[DATA SHOWN]:
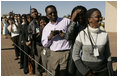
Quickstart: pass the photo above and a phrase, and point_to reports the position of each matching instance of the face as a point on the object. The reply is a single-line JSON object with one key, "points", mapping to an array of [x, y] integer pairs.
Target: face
{"points": [[10, 22], [95, 19], [42, 23], [29, 19], [51, 14], [34, 13]]}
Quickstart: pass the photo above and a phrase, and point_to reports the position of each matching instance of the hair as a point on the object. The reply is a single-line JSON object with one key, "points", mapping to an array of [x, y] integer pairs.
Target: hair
{"points": [[33, 9], [79, 7], [49, 6], [90, 12], [44, 18]]}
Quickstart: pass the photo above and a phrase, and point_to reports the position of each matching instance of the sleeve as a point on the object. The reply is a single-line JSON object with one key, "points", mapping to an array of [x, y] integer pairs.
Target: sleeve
{"points": [[108, 58], [76, 57], [70, 31], [44, 40]]}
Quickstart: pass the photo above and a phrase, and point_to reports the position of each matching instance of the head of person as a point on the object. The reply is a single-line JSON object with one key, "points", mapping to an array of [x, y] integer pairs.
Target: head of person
{"points": [[94, 17], [51, 13], [15, 17], [81, 18], [29, 18], [34, 13], [10, 21], [43, 21], [24, 19]]}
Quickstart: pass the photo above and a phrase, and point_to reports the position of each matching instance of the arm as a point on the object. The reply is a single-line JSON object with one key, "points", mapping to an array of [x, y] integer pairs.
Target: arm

[TASK]: Copy out each line of the data above, exactly, if it lies between the line holding "Target: sleeve" and the line holding "of the head", inclusive; copy no other line.

[ANSWER SPACE]:
Target: sleeve
{"points": [[108, 58], [76, 57], [70, 31], [44, 40]]}
Quickstart: pass the photo above and a phrase, and point_to reports the position of each matching instance of the head of person as a point on the object. The reply is a single-line JSON object with one key, "points", mapping to an array of [x, y] integer pairs.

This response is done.